EXERCISE DESCRIPTION
From the line with "of the chestnut" through the final line, please write out the listing exactly, including both of those lines.

[Object point labels]
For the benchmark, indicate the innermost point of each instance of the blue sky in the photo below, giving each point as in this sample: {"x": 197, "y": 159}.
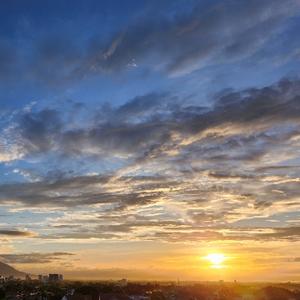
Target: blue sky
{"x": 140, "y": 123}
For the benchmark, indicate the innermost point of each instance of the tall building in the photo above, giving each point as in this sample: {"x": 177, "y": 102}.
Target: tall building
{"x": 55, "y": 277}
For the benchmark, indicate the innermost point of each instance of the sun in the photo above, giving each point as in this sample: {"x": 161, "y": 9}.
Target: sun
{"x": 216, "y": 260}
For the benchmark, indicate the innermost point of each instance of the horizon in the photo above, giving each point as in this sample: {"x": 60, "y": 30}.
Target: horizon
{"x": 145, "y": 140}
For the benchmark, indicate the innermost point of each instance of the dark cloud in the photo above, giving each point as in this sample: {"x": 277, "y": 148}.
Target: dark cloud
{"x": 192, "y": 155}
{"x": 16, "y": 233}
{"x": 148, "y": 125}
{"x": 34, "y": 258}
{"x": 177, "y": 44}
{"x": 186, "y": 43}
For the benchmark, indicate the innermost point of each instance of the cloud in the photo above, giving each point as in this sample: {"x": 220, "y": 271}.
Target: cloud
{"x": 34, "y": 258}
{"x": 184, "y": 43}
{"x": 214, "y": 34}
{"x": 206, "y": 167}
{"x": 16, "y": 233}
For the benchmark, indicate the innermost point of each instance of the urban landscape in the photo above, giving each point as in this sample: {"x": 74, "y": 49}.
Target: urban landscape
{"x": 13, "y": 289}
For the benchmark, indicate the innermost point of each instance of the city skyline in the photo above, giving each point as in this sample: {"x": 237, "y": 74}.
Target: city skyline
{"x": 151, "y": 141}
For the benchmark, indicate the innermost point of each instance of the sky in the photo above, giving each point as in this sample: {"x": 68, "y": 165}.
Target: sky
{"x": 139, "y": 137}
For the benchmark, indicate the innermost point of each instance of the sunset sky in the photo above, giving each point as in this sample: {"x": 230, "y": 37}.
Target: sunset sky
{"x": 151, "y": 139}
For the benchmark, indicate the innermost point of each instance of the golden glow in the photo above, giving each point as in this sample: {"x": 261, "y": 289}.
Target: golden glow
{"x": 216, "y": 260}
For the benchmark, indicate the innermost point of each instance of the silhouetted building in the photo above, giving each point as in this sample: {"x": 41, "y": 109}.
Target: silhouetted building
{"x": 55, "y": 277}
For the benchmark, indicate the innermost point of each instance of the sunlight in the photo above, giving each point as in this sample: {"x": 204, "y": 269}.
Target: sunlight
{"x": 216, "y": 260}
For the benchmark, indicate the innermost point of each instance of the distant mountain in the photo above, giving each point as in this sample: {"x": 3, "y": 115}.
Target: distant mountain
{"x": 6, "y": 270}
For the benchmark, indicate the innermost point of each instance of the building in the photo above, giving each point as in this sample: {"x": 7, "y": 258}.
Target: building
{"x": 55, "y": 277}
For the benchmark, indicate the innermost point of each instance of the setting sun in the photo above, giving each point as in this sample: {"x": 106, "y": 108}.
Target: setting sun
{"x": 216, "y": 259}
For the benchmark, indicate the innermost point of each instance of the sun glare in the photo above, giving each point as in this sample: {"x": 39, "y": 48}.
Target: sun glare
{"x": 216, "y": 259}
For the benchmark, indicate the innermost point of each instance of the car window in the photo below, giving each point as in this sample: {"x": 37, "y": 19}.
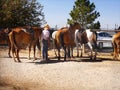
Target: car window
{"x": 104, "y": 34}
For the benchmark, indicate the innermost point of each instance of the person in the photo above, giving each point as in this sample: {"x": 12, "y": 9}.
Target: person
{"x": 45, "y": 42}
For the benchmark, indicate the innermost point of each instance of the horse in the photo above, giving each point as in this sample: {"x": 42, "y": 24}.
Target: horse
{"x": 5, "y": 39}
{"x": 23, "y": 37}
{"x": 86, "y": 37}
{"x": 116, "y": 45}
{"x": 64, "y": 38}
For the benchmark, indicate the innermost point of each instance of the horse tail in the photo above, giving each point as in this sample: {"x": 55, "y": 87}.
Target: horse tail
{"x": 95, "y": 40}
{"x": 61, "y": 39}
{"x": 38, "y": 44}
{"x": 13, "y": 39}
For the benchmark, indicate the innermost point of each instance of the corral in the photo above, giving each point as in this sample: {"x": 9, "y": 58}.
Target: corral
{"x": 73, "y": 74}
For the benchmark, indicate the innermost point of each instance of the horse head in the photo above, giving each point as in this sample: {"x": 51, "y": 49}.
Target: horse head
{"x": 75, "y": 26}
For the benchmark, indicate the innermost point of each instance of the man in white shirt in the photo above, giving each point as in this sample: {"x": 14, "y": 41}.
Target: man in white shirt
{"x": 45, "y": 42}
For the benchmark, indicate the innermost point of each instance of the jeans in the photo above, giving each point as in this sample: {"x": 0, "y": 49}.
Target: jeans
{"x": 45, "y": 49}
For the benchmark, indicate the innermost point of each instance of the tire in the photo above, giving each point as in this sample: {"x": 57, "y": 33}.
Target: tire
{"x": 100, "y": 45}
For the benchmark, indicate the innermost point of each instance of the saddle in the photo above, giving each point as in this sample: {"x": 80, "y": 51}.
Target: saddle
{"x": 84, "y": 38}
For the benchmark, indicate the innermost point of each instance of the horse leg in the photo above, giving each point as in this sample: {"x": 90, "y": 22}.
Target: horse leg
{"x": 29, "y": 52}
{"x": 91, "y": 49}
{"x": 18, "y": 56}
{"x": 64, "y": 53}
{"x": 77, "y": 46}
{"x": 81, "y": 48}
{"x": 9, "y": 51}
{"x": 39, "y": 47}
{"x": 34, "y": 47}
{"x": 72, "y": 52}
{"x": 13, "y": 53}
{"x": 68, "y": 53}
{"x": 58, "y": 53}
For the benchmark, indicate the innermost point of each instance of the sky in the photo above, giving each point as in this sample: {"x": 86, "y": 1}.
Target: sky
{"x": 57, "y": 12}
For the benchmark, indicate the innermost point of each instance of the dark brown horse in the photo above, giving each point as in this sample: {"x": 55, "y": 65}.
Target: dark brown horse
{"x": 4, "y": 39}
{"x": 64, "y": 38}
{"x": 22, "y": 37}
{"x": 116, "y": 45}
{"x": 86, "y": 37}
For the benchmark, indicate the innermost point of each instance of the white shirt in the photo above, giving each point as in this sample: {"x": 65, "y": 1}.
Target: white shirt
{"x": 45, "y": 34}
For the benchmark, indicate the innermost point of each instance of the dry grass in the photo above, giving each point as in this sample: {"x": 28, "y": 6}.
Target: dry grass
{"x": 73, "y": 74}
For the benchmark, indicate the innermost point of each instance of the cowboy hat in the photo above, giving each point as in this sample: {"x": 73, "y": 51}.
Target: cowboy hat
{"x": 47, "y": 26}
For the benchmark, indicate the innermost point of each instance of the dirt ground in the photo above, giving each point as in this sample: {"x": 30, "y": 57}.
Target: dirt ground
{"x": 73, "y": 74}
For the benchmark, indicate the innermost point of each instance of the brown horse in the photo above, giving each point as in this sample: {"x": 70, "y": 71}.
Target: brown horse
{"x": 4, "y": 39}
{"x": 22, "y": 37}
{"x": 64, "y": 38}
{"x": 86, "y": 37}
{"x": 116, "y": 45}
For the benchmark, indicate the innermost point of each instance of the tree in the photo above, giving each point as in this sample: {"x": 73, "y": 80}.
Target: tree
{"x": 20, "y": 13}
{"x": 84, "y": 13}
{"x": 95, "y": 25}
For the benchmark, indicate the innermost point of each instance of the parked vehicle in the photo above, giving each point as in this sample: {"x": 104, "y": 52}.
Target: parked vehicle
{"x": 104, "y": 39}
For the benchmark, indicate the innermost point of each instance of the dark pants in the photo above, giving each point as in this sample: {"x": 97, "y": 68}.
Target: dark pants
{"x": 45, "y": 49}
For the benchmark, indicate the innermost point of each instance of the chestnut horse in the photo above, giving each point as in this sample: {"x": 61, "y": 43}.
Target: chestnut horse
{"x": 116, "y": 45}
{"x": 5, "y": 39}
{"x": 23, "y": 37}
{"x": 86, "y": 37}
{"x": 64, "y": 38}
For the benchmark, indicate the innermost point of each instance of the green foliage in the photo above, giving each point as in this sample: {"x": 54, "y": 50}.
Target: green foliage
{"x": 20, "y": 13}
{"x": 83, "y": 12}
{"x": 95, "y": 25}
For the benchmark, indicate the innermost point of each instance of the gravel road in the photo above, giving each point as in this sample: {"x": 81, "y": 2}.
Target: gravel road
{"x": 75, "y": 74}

ANSWER FOR THIS EXERCISE
For the benchmark, indicate the innermost point of each instance of the chestnut horse in the photo above, giving each point as in this sample: {"x": 61, "y": 43}.
Target: chestnut horse
{"x": 116, "y": 45}
{"x": 5, "y": 39}
{"x": 23, "y": 37}
{"x": 86, "y": 37}
{"x": 64, "y": 38}
For the benchmark, indicate the innermost point of each instance of the green foliage in the photo above, giving each point as in this sample: {"x": 54, "y": 50}.
Target: green foliage
{"x": 20, "y": 13}
{"x": 83, "y": 12}
{"x": 95, "y": 25}
For the benchmark, indicate the innermost point of each instance of the gravel road in the photo above, giving each point as in this sample: {"x": 81, "y": 2}.
Target: gravel road
{"x": 75, "y": 74}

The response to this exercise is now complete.